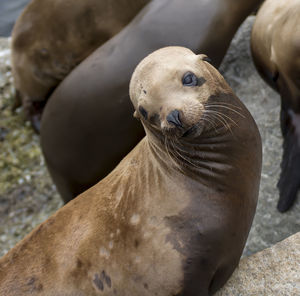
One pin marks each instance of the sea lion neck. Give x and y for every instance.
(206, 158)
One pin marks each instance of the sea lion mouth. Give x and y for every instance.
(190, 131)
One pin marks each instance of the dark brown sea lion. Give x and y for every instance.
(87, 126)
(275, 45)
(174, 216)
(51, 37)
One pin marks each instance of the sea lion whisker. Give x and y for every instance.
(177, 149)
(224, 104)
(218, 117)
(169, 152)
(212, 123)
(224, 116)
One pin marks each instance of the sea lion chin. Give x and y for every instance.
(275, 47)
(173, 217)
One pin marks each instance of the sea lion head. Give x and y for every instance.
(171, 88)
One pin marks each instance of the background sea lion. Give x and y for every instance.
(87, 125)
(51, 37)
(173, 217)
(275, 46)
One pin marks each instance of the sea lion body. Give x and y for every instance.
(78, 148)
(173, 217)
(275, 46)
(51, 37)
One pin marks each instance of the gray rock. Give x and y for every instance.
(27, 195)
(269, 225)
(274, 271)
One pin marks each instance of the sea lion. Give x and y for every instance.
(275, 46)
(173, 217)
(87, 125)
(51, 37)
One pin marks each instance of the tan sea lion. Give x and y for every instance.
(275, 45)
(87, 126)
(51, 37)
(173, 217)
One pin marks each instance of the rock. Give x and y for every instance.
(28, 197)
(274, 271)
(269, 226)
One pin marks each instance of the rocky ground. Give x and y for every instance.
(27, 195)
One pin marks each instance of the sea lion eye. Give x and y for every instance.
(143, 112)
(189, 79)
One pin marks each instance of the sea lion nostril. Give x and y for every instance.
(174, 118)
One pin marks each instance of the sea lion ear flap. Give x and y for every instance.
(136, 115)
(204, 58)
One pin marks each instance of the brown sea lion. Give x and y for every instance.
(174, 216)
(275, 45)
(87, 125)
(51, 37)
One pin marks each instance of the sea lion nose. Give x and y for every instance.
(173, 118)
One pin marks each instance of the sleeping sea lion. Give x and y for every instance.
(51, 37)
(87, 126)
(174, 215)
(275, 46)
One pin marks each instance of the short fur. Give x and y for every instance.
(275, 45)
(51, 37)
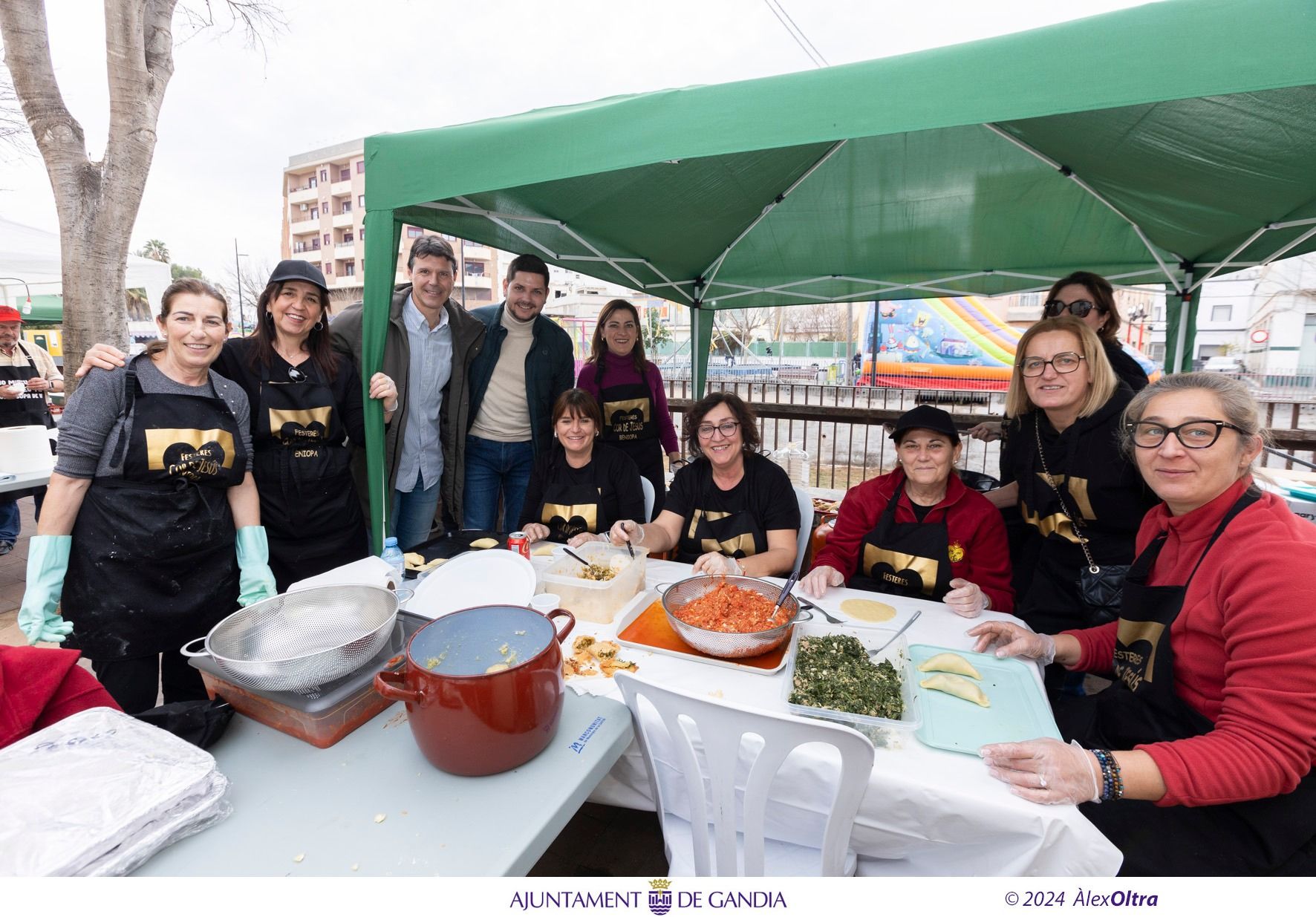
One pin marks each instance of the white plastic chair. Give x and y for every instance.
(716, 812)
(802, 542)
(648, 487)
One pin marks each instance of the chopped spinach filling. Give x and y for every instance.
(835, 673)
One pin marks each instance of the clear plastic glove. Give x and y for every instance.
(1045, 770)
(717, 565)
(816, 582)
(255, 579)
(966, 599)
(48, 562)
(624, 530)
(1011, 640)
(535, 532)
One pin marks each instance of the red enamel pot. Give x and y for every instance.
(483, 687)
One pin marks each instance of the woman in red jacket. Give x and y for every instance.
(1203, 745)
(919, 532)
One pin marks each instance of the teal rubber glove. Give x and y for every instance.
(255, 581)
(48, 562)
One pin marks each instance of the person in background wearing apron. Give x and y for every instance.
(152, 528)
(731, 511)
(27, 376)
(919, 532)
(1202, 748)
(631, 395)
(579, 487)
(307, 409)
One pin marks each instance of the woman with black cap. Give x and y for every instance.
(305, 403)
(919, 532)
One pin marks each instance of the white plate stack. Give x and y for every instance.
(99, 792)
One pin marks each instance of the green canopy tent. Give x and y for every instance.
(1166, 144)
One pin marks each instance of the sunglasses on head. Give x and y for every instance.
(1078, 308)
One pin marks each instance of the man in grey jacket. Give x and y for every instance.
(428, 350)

+++

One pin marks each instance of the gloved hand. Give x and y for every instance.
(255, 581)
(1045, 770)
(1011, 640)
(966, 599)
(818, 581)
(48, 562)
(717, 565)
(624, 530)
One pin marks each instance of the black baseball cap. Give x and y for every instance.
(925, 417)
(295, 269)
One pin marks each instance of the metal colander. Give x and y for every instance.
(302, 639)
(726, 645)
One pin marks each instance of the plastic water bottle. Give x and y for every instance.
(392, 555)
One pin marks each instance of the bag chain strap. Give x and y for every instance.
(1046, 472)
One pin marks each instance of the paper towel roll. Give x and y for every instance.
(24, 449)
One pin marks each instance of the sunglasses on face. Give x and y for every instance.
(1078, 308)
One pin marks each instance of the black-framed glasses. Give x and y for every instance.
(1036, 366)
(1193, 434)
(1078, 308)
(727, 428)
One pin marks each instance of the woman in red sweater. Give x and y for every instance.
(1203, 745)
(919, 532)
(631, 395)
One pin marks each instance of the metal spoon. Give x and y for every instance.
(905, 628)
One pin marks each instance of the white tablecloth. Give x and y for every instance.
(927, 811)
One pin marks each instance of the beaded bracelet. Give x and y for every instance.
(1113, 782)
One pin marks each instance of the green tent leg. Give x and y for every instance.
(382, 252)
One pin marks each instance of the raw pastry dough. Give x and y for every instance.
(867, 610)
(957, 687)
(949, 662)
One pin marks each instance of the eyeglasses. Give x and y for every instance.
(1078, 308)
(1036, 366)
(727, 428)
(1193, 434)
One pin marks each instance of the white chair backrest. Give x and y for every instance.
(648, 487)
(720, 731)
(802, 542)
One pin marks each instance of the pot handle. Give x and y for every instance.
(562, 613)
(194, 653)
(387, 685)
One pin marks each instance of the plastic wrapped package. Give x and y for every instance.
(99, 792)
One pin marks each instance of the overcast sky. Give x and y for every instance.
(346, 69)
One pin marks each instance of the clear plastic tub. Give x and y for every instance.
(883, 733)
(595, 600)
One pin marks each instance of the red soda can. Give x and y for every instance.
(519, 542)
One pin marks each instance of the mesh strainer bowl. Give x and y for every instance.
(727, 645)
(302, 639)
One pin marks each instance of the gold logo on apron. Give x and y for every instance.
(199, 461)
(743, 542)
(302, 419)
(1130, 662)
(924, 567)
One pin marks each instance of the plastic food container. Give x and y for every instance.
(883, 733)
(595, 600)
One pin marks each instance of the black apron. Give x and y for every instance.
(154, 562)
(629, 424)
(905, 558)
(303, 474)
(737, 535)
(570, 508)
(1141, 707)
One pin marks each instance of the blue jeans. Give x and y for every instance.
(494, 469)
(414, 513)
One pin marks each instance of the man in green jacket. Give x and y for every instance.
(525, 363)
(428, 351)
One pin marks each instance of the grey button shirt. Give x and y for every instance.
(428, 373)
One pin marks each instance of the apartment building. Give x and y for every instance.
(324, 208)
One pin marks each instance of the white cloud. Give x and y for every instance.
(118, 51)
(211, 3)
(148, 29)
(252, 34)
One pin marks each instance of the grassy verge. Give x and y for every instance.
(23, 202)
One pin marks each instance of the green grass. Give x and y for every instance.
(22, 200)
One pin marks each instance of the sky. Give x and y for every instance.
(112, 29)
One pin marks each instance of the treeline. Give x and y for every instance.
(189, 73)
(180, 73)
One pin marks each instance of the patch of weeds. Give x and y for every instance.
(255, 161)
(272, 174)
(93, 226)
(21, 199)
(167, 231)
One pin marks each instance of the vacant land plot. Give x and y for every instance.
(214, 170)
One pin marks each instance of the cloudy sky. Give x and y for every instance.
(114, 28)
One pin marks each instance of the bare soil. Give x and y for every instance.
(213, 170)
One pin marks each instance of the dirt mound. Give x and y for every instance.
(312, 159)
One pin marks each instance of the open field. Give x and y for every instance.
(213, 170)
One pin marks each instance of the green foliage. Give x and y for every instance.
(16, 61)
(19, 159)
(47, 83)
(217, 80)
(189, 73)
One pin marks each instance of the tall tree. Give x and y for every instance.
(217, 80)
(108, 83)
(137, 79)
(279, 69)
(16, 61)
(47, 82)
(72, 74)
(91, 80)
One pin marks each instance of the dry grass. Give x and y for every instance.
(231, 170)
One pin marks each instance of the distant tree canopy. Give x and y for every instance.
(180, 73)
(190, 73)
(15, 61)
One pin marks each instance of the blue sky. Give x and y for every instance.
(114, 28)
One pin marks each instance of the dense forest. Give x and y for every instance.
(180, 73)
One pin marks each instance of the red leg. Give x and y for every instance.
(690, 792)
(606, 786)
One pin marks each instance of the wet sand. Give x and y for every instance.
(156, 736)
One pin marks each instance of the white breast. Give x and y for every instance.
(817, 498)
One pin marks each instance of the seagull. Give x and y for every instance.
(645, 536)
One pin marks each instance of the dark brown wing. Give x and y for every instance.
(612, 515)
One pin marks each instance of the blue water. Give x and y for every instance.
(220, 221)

+++

Pull out each line of the data above that contains the word "woman". Match case.

EXERCISE ANSWER
One pin marks each instance of the woman in red jacket. Give x and y for every instance.
One pin marks each instance of the woman with black cap. Give x and y for every instance.
One pin marks each instance of the woman in red sweater. Give x and y for every instance.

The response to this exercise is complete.